Dataset excerpt:
╭──

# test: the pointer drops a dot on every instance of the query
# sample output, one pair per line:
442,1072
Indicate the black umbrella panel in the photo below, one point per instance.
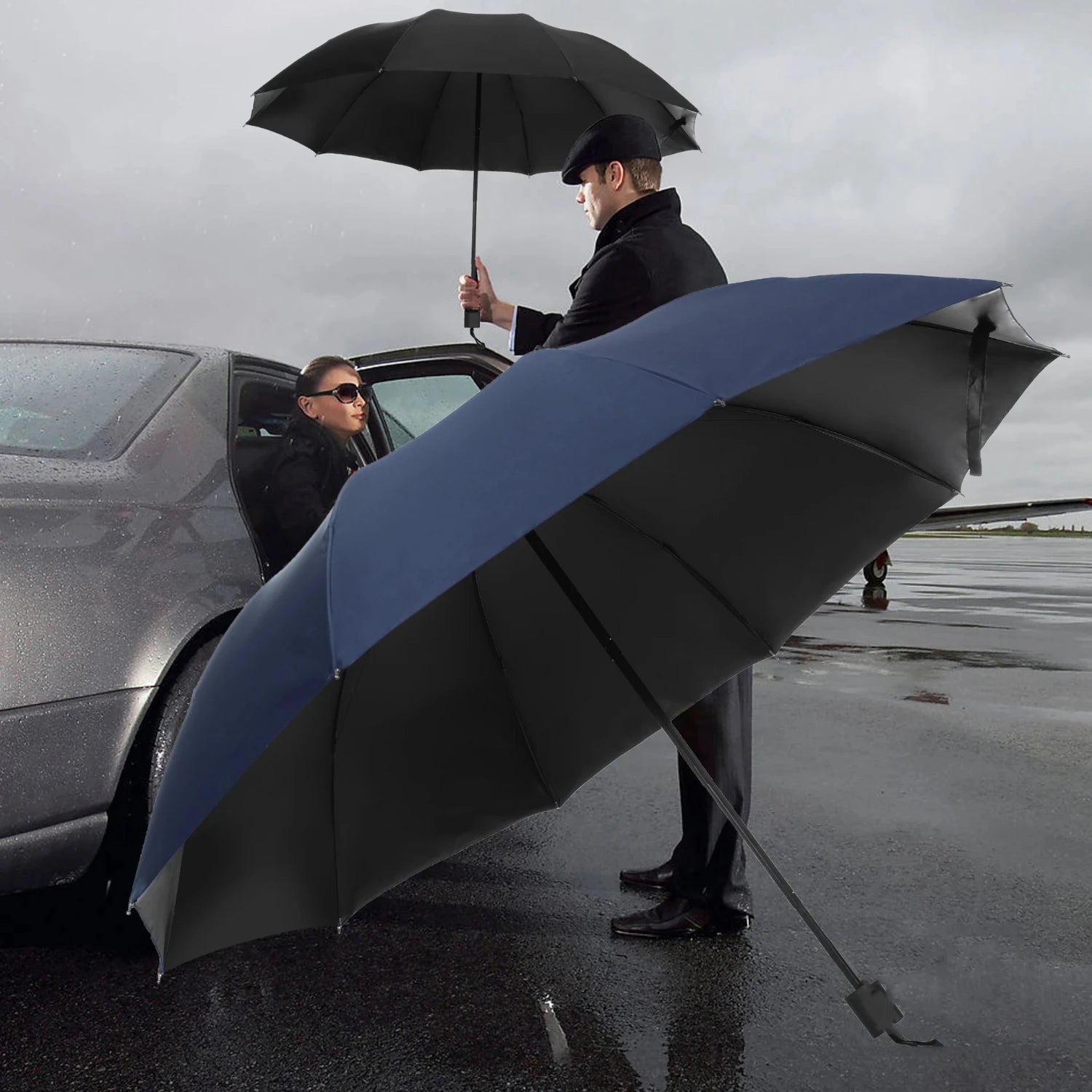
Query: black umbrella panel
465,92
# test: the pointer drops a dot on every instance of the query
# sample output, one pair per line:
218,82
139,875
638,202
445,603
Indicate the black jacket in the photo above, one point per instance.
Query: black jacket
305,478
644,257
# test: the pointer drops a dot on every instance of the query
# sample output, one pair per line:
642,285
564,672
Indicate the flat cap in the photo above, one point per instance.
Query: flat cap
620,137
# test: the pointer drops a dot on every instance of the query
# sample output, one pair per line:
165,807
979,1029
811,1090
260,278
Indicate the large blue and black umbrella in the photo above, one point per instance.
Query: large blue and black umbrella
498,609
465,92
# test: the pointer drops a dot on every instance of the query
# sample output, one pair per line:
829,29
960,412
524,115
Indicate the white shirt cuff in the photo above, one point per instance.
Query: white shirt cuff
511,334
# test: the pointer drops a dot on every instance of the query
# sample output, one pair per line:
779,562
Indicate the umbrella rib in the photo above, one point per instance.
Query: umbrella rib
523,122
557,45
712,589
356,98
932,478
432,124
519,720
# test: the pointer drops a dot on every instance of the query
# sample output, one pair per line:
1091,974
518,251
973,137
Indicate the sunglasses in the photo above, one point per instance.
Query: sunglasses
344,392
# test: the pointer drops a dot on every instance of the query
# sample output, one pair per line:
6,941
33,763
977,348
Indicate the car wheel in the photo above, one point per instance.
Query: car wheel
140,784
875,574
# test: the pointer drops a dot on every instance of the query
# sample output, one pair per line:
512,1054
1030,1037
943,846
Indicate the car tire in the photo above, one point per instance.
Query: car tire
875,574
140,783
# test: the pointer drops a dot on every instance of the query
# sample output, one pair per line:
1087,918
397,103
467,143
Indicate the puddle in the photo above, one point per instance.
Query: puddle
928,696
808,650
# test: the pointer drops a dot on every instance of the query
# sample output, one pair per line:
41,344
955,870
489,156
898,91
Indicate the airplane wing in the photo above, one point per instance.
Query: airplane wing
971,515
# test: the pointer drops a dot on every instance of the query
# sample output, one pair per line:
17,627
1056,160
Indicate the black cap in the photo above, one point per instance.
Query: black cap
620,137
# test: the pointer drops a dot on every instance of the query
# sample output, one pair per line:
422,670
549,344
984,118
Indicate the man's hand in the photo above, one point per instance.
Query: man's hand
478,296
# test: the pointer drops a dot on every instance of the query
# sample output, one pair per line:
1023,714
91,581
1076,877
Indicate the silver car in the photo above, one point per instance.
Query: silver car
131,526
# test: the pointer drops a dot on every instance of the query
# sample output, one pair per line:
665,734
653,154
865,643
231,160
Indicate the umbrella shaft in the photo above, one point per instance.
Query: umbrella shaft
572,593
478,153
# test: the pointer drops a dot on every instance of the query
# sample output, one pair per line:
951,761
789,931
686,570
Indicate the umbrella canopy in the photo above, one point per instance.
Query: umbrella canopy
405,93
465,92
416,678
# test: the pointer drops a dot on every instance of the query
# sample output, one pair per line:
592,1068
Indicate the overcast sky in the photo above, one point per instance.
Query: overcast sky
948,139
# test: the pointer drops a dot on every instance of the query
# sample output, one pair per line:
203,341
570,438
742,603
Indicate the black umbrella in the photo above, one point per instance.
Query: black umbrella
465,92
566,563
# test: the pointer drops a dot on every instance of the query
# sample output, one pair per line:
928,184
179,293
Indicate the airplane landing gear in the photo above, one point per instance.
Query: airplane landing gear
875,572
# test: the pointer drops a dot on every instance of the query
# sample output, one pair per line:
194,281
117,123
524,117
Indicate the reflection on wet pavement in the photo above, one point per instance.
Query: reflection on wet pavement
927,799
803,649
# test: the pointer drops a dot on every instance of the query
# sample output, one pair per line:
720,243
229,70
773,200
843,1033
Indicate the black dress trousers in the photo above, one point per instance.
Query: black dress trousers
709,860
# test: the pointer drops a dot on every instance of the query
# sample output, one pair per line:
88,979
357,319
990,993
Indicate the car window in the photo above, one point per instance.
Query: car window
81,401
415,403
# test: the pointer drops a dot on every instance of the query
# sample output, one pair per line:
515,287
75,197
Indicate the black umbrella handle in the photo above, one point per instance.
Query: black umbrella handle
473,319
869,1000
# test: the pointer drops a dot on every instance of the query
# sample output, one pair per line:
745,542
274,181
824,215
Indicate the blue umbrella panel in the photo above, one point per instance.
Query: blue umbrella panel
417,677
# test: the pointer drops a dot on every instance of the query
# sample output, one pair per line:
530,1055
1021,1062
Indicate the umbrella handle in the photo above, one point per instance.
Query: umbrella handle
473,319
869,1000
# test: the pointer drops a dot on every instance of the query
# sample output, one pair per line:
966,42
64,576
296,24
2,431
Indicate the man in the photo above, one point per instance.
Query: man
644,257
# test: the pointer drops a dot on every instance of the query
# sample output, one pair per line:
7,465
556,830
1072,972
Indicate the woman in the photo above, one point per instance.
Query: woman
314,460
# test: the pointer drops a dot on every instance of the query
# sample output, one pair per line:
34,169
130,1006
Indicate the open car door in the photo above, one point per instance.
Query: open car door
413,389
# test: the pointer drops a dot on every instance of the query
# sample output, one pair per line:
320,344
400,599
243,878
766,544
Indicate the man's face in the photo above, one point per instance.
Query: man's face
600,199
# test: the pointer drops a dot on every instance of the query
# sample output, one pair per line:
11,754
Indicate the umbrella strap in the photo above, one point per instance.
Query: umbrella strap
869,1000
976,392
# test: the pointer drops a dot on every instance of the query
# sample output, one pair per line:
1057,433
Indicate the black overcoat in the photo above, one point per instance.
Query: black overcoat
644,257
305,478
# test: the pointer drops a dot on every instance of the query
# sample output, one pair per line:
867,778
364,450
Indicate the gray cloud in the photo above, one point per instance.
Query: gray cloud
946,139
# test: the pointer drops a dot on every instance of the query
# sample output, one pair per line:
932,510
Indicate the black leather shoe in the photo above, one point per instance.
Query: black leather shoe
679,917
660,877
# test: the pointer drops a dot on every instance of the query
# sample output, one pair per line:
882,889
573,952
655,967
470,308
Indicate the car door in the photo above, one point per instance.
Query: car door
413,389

╰──

## To do
Every record above should come back exactly, but without its pictures.

## Task output
# test: the pointer drops a dot on every instance of the query
# sample output, one pair per line:
442,1072
Indicate the black umbrella panel in the photo below, one point per instance.
Query: black umbrella panel
465,92
# test: the pointer drops a dot on every instance of the query
# sample output, one pair per line:
218,82
139,875
638,202
445,603
Indicate the black jacket in the photo above, one point per instance.
Query: black jacket
305,478
644,257
# test: the pointer drops a dot on every instance of the query
# sample output, one pair per line:
642,285
564,672
Indicate the flat cap in the photo above, one point per instance.
Query: flat cap
620,137
# test: the pointer drops a dot on every instance of the query
# sample output, one pair per line:
165,807
979,1029
811,1090
260,278
Indicate the large blue and black umbrella in the photo above, one point per instance.
Query: large blue and black umbrella
498,609
465,92
# test: the pointer drops a dot on every instance of the query
# sample output, one pair per line:
829,29
960,412
524,115
Indicate the white shirt cuff in the photo above, one point per instance.
Query: white shirt cuff
511,334
# test: the pointer drops a dot on every instance of the query
# sample output, one pair per line:
779,562
Indicate the umbrella rib in the photo above, one point per instance.
Query: umbrella rib
523,122
557,45
712,589
356,98
932,478
432,124
519,720
# test: the pointer drops a dot on every instance of the query
# sample output, one pair per line:
1091,974
518,251
973,137
Indicate the sunglasses in the photo above, one point per instance.
Query: sunglasses
344,392
# test: the pointer drops a dot on every instance of the query
# sample output, one pair per line:
6,941
33,763
977,348
Indicate the car wheel in the photo above, one point per instance.
Query: car wheel
140,784
875,574
# test: the pointer drops a dot on every instance of the query
# sample output, one pair per line:
512,1054
1030,1037
943,846
Indicate the car tire in the photo above, one point per instance.
Query: car tire
875,574
140,783
# test: the pointer drops a dot on every instance of the query
# sample output, one pair per line:
1087,918
397,103
467,143
Indicate the puddle in the photo above, one point per instance.
Query: puddle
928,696
808,650
# test: the pointer drops a dot on every instance of the query
# sample output, one pair per line:
41,344
955,870
489,156
898,91
Indicate the airplane wing in the photo above, one point per instance.
Query: airplane wing
971,515
# test: the pointer drops a dot on every instance of the query
# sample output, one pair per line:
17,627
1056,160
Indicate the black cap in the photo above, one point per instance.
Query: black cap
620,137
# test: the pointer drops a dot on every instance of the query
# sample output, one pair per line:
422,670
549,344
984,118
Indicate the man's hand in the photo above, one point per instance.
Query: man's hand
478,296
# test: the pointer drops a dot on every instance of the query
# sample output, one pair per line:
1023,714
91,581
1076,877
Indicate the silver car in the photo above, one point per instance.
Query: silver car
131,526
# test: the pointer drops a dot on every instance of the query
# sample output, one pair per line:
665,734
653,154
865,643
231,160
Indicate the umbrella shaft in the photo above, one point per instance.
Query: umbrella shaft
572,593
478,153
# test: the pointer drops a dot on every instance of the query
# sample output, one pair per line:
951,761
789,931
686,570
Indicate the umbrella canopy in the photo above, one point per instance.
Query: umbrella canopy
405,93
465,92
416,678
# test: the pointer drops a dot on every instance of the query
# sample output, one pair per line:
592,1068
Indicate the overcast sky in the photo above, one point per instance.
Query: overcast sky
948,139
# test: the pointer drops a dot on every instance of the query
# sample output, one pair per line:
203,341
570,438
742,603
Indicate the black umbrella in the photo above, one point per instance.
Query: black umbrella
465,92
566,563
# test: the pointer drops a dot on every instance of the query
# sample output, one pair per line:
928,184
179,293
Indicate the airplane landing gear in the photo above, one point per instance.
Query: airplane landing gear
875,572
# test: the pointer drops a dot on every instance of the query
# sample output, one pair per line:
194,281
117,123
524,117
Indicate the reflection on wet pavement in the photo above, one point per instance.
Query: reflection on wet pavement
927,799
803,649
# test: the pointer drops a dot on every instance of the query
# sample output, one pair per line:
720,243
229,70
773,200
843,1033
Indicate the black dress trousers in the photo above, one point per instance.
Query: black dress trousers
709,860
# test: the pointer drops a dot on every instance of the query
# sample output, one pair per line:
88,979
357,319
990,993
Indicate the car window in the photo above, one point per instance.
Query: car window
81,401
415,403
# test: the pointer drops a dot on every instance of the query
# sample output, one pair per line:
515,287
75,197
Indicate the black umbrella handle in the photo above, one point per instance.
Query: black umbrella handle
473,319
869,1000
# test: the pointer drops a dot on every instance of the query
# sample output, one pair per line:
745,542
274,181
824,215
Indicate the blue umbrella panel in the photo above, one point per instance.
Query: blue umbrella panel
417,677
# test: the pointer drops a dot on every instance of the query
# sample output, one pair per line:
530,1055
1021,1062
Indicate the umbrella handle in the photo above, one point per instance.
Query: umbrella handle
473,319
869,1000
# test: the pointer drops a dot on every instance of the query
# sample output, one pair per line:
966,42
64,576
296,24
2,431
Indicate the man in the photo above, one point per instance.
Query: man
644,257
# test: the pointer drops a dot on every instance of the query
# sample output, one pair per line:
7,465
556,830
1072,972
Indicate the woman in the photo above, one point per instance.
Query: woman
314,460
# test: the pointer drops a dot on every instance of the query
# sample output, one pair per line:
34,169
130,1006
Indicate the open car door in the photo above, one point per instance.
Query: open car door
413,389
# test: the pointer drops a dot on every instance of the query
# sample output, one pair per line:
320,344
400,599
243,878
766,544
Indicate the man's face in the photo above, one point per instance.
Query: man's face
600,199
# test: the pointer drops a dot on every instance of the query
# sample output, one pair per line:
11,754
Indicate the umbrella strap in the photo above, one point per instance.
Query: umbrella strap
869,1000
976,392
# test: the pointer drops a dot on every instance of the query
# sample output, one pair per line:
1057,433
Indicate the black overcoat in the photo above, one point per instance.
Query: black overcoat
644,257
305,478
# test: the pointer drops a dot on every instance of the query
# sample output, one pair per line:
867,778
364,450
Indicate the gray cloud in the photo above, one point per instance.
Query: gray cloud
946,139
# test: the pointer drops a dot on every instance of the query
# sample output, one pair per line:
932,510
Indicate the black leather shoe in the photo above, one point per instance.
Query: black leather shoe
679,917
660,877
# test: the pointer drops a dot on every instance of the query
# sample output, one pair per line:
882,889
573,952
655,967
470,308
Indicate the car door in the photo above, one point per instance.
Query: car door
413,389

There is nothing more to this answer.